> **The exercise**: Please report every line in the records below that contains the word "wooden", copying each such line in full. Case counts when matching.

> **Recorded data**:
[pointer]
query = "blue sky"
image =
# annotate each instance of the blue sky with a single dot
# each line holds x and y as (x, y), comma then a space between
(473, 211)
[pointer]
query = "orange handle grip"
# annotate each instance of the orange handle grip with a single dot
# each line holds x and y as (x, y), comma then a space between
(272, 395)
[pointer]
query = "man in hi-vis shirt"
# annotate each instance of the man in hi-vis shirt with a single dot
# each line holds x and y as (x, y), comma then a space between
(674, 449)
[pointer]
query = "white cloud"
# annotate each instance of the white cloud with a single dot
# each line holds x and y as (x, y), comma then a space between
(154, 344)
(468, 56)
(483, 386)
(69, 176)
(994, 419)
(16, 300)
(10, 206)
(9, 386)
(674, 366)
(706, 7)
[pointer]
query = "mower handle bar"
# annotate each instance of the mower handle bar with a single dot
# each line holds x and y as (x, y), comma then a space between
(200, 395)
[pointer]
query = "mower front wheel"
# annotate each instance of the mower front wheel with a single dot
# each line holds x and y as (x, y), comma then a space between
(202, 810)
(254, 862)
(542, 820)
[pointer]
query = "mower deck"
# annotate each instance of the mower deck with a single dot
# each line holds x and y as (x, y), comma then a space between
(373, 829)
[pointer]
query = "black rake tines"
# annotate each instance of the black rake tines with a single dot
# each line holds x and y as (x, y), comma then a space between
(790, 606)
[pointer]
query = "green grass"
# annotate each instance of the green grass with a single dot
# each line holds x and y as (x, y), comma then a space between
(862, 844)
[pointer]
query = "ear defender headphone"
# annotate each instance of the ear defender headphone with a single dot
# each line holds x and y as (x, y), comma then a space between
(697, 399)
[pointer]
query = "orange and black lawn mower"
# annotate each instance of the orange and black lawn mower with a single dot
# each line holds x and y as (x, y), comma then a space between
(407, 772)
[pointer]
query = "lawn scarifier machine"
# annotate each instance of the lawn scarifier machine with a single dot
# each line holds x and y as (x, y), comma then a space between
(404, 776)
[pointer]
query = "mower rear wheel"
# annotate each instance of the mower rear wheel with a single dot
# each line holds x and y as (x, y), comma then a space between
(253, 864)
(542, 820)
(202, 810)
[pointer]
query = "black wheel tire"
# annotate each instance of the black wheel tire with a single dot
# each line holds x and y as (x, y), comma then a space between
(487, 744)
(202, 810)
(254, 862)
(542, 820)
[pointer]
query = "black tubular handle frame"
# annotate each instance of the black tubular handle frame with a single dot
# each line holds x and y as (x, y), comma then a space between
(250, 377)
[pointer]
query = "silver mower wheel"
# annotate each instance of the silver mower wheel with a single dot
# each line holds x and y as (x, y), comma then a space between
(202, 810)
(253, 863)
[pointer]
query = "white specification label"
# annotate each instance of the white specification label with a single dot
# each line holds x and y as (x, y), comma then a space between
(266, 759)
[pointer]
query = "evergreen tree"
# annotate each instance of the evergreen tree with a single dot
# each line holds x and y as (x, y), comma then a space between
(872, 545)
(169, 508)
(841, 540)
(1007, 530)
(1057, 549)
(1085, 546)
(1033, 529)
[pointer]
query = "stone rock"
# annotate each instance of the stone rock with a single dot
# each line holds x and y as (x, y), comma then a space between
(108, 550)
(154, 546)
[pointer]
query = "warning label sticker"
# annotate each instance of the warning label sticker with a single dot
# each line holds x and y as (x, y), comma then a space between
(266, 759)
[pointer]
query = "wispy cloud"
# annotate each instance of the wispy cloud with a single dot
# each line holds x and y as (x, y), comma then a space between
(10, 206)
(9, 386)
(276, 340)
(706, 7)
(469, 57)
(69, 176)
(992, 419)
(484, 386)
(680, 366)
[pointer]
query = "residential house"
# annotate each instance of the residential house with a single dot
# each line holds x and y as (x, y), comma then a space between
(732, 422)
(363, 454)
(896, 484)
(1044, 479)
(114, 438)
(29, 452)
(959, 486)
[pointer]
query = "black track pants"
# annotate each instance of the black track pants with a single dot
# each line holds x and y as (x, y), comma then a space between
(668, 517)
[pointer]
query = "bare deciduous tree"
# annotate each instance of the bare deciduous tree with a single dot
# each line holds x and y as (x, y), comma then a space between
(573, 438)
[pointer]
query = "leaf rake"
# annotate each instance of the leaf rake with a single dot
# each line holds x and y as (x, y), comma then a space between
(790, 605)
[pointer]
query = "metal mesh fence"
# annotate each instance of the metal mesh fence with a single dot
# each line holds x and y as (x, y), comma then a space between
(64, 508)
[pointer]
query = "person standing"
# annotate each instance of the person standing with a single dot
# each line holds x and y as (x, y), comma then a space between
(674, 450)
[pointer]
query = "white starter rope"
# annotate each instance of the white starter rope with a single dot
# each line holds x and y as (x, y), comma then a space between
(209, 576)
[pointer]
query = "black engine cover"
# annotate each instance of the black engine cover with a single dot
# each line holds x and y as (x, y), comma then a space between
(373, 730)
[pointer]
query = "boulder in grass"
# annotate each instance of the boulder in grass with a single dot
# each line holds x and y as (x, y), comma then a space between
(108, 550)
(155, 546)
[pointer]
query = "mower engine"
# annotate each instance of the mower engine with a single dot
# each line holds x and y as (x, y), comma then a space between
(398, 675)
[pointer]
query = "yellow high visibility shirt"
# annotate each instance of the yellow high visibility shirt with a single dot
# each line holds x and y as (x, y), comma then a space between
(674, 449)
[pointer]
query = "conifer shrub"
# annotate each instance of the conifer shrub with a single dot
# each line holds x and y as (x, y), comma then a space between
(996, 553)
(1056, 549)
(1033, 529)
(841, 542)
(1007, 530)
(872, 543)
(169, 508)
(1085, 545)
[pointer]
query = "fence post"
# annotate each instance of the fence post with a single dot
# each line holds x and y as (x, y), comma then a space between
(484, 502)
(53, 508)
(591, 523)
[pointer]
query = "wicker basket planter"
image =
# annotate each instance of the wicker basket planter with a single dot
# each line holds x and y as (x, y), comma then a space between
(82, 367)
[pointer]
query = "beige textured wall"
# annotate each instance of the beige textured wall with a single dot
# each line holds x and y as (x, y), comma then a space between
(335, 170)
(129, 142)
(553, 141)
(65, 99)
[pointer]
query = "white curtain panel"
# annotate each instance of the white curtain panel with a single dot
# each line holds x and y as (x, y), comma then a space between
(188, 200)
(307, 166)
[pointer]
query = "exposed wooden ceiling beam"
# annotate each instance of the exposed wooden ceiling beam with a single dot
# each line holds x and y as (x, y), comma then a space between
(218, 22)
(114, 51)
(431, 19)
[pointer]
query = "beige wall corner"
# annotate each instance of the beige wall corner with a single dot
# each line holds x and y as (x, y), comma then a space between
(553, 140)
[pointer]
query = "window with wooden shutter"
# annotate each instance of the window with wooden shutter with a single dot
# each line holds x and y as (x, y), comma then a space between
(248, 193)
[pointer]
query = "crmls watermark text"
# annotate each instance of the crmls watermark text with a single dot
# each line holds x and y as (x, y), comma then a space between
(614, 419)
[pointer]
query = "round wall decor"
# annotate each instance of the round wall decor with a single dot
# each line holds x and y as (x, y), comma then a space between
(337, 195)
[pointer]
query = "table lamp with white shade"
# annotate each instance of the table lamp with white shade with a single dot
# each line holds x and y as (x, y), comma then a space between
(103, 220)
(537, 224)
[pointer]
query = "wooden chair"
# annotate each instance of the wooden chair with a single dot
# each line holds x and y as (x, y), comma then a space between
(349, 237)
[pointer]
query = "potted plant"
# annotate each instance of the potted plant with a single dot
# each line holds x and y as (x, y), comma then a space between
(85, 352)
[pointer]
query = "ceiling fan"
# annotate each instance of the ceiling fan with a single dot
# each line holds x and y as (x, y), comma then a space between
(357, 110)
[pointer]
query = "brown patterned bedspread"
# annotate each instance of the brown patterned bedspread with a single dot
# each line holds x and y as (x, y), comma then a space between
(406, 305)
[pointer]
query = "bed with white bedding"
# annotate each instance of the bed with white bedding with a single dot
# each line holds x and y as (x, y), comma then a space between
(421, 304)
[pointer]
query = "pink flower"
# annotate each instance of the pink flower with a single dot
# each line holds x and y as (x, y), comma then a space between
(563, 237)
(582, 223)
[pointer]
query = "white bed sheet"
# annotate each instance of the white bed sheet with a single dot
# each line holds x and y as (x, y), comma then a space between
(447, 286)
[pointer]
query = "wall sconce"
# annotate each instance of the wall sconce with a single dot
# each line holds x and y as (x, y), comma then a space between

> **Task output**:
query = "exposed wooden ceiling beam"
# annotate each instance of the exposed wooden ceiling beam with a single dot
query = "window with wooden shutter"
# annotate each instance of the window with wooden shutter with a single dot
query = "wooden chair"
# annotate each instance of the wooden chair with a single dot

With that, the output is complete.